PROVIDED TEXT:
◆ ◆ ◆ ◆
Model simplification examples

keep maximal model?
remove terms until non-singular?
find minimum-AIC model?
find minimum non-singular AIC model?
backwards stepwise regression

Barr et al. (2013); Bates et al. (2015); Matuschek et al. (2017)

CBPP data

Starting again with the “basic” CBPP model:

data("cbpp",package="lme4")
g1 <- glmer(incidence/size~period+(1|herd),
      data=cbpp,
      weights=size,
      family=binomial)

What happens if we try to fit the maximal model?

g1max <- update(g1,.~.-(1|herd) + (period|herd))

## Error: number of observations (=56) < number of random effects (=60) for term (period | herd); the random-effects parameters are probably unidentifiable

Use glmerControl() to override the warning …

g1max <- glmer(incidence/size~period+(period|herd),
      data=cbpp,
      weights=size,
      family=binomial,
      control=glmerControl(check.nobs.vs.nRE="warning"))
◆ ◆ ◆ ◆
Items of the dataset
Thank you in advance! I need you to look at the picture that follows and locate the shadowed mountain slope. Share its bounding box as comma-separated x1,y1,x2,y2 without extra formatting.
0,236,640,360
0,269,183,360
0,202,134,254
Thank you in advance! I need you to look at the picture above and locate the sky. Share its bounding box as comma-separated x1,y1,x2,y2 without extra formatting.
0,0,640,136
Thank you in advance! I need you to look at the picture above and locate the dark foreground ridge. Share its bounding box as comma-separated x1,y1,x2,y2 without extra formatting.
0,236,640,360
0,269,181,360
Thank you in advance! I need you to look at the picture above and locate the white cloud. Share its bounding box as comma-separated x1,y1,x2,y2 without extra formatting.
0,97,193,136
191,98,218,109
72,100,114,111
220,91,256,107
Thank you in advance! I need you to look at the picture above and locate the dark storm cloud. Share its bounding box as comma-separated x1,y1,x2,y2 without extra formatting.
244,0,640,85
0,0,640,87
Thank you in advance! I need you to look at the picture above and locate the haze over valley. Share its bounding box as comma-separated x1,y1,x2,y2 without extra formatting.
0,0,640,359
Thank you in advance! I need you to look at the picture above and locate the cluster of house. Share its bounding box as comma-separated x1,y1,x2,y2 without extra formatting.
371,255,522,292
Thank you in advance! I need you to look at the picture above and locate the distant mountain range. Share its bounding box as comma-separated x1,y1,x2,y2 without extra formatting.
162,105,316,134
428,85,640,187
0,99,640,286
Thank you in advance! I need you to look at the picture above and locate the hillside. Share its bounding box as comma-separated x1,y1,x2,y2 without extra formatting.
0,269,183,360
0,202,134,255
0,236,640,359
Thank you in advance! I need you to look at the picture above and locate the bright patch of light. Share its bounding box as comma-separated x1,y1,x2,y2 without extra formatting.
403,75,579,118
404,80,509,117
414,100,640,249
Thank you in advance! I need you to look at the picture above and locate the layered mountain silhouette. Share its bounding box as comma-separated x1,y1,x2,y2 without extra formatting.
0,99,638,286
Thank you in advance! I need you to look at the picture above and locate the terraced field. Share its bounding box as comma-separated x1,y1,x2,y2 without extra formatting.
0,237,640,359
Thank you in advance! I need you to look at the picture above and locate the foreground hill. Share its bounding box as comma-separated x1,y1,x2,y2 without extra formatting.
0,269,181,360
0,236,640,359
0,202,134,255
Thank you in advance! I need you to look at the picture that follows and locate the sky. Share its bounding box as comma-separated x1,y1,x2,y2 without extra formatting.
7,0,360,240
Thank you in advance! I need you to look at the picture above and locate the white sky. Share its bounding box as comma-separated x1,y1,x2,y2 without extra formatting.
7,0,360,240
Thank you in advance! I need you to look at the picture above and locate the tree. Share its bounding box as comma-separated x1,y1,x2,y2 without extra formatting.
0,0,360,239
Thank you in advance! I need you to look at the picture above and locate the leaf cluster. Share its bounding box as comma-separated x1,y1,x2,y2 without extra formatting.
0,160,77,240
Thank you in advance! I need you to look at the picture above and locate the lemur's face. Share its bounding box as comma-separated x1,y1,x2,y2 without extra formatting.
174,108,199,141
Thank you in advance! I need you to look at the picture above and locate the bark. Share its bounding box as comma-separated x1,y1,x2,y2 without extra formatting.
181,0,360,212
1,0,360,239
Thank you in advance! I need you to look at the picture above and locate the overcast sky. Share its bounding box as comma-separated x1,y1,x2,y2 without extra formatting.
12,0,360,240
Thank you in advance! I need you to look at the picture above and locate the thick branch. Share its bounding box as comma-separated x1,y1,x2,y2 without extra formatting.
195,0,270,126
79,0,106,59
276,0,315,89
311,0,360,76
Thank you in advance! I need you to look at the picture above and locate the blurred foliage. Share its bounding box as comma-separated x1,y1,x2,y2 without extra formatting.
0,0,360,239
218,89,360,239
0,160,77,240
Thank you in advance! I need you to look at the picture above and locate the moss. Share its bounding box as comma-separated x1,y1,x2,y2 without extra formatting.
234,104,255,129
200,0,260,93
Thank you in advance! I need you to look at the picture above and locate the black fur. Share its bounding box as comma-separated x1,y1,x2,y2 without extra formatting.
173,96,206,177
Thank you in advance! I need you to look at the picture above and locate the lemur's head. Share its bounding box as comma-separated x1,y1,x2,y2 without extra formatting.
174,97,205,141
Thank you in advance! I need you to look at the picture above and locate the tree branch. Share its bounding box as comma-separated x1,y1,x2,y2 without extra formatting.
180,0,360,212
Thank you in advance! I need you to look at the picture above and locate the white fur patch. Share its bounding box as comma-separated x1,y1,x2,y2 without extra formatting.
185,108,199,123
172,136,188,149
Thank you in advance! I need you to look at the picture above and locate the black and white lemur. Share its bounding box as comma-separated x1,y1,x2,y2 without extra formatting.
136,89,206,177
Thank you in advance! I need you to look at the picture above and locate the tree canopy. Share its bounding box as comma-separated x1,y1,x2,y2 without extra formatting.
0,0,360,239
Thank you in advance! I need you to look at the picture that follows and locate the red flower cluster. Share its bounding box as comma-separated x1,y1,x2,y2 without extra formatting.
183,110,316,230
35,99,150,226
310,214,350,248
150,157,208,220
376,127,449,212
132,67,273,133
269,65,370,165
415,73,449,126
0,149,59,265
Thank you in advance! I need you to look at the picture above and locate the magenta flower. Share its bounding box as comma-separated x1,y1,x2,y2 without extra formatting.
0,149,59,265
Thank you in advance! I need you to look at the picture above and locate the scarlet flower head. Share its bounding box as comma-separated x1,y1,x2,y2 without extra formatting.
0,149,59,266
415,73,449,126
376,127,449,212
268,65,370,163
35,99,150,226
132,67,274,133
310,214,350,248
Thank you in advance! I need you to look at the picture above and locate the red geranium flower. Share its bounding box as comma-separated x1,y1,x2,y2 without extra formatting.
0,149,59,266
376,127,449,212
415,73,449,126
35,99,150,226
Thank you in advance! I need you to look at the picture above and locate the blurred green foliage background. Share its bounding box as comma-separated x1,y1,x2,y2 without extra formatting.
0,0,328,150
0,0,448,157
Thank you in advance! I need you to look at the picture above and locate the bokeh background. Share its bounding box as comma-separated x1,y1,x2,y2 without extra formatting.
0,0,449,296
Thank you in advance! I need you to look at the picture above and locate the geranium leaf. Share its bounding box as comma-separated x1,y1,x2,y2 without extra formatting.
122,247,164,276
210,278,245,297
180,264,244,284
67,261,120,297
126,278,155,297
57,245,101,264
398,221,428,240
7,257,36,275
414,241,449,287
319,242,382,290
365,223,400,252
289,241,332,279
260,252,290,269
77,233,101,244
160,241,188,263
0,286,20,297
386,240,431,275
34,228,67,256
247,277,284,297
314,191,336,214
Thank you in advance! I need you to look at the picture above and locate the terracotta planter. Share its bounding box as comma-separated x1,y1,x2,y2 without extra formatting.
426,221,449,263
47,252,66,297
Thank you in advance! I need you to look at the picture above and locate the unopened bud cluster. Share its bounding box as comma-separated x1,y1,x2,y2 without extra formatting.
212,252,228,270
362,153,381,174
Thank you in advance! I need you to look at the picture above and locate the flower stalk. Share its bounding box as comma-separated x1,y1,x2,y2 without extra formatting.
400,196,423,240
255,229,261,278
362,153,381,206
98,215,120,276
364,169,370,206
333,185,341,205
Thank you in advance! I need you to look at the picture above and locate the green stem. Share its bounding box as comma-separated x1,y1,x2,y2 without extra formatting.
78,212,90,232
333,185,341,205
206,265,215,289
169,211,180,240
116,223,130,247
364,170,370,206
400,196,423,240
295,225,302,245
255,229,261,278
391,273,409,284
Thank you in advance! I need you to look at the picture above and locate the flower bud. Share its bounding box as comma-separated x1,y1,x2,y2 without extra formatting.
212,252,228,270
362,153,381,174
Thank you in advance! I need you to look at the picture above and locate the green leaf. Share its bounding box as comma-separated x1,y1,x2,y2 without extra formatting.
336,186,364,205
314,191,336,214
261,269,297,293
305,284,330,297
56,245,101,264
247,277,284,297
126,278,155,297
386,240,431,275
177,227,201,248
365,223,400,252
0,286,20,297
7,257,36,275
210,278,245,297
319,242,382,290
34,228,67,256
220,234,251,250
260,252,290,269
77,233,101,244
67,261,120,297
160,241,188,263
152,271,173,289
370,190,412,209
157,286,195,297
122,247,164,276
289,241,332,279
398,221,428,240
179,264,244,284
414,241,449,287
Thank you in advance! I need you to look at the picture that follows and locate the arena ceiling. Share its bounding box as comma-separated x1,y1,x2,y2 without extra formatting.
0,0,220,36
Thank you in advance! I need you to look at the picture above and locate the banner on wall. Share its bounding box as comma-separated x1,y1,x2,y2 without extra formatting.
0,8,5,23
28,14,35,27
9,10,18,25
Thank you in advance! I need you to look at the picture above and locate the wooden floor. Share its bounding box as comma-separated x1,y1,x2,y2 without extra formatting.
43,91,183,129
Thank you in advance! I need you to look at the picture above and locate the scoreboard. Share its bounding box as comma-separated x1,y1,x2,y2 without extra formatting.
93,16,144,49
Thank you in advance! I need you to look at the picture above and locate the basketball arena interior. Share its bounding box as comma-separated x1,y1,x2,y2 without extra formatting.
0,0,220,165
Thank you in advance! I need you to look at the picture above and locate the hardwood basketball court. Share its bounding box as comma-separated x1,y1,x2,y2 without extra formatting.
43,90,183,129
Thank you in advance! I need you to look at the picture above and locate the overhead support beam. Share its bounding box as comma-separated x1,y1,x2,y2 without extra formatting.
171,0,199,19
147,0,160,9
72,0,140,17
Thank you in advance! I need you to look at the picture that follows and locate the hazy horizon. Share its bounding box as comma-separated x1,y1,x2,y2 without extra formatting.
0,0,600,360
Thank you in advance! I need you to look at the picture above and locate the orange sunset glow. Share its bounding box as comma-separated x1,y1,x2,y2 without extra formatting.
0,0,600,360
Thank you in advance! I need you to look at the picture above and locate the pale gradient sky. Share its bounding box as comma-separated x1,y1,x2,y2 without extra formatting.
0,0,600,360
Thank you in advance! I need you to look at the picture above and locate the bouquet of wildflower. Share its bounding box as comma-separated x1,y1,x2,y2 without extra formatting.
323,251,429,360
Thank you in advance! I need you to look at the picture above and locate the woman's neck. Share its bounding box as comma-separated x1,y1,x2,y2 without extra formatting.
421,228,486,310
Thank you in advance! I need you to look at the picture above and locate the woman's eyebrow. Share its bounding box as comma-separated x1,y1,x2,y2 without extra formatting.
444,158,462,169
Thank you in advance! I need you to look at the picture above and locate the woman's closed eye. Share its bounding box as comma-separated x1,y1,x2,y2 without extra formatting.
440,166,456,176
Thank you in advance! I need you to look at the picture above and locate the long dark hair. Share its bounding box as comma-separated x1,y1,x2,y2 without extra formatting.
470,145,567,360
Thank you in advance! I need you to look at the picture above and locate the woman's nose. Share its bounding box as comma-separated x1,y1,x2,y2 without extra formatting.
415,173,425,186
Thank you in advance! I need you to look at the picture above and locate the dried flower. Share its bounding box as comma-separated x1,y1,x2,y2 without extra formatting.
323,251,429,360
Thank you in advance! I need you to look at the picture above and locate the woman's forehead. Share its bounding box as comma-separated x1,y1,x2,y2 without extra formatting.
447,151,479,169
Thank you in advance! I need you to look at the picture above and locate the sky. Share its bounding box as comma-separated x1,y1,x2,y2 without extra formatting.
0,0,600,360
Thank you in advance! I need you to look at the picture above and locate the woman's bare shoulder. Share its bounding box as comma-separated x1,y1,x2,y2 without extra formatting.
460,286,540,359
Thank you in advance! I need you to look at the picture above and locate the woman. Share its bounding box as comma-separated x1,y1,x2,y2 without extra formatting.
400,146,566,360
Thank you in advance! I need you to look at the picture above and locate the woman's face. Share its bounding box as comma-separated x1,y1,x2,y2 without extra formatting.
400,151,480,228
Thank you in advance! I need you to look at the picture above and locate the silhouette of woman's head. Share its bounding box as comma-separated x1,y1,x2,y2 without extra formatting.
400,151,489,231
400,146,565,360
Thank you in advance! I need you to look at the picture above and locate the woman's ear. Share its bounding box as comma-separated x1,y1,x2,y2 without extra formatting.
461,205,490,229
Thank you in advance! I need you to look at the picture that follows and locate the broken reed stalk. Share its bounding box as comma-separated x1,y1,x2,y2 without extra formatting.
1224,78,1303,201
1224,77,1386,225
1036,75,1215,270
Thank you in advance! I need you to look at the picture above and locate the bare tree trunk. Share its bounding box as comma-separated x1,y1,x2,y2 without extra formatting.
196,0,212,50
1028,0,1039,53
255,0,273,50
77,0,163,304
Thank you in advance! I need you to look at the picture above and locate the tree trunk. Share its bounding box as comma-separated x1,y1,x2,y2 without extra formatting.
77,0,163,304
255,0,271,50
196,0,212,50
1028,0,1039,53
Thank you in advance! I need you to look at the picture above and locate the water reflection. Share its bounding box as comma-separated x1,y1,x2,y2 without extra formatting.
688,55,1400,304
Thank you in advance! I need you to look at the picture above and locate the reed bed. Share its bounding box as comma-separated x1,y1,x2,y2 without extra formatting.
◆ ◆ ◆ ◆
TO-DO LIST:
1 > Name every argument that the model simplification page passes by name to the second glmer call, the one that fits period|herd.
2 > In the entries, redo the stretch from the line containing "locate the haze" through the line containing "0,99,640,286", swapping "locate" for "find" and keeping all else as it stands.

RESULTS:
1 > data, weights, family, control

2 >
Thank you in advance! I need you to look at the picture above and find the haze over valley. Share its bounding box as comma-separated x1,y1,x2,y2 without extra formatting.
0,0,640,359
Thank you in advance! I need you to look at the picture above and find the cluster of house. Share its bounding box as comma-separated x1,y1,x2,y2 without extra formatting.
371,255,522,292
Thank you in advance! I need you to look at the picture above and find the distant mountain range. Share its bounding box as comma-separated x1,y1,x2,y2 without extra formatting.
162,105,316,134
428,85,640,187
0,99,640,286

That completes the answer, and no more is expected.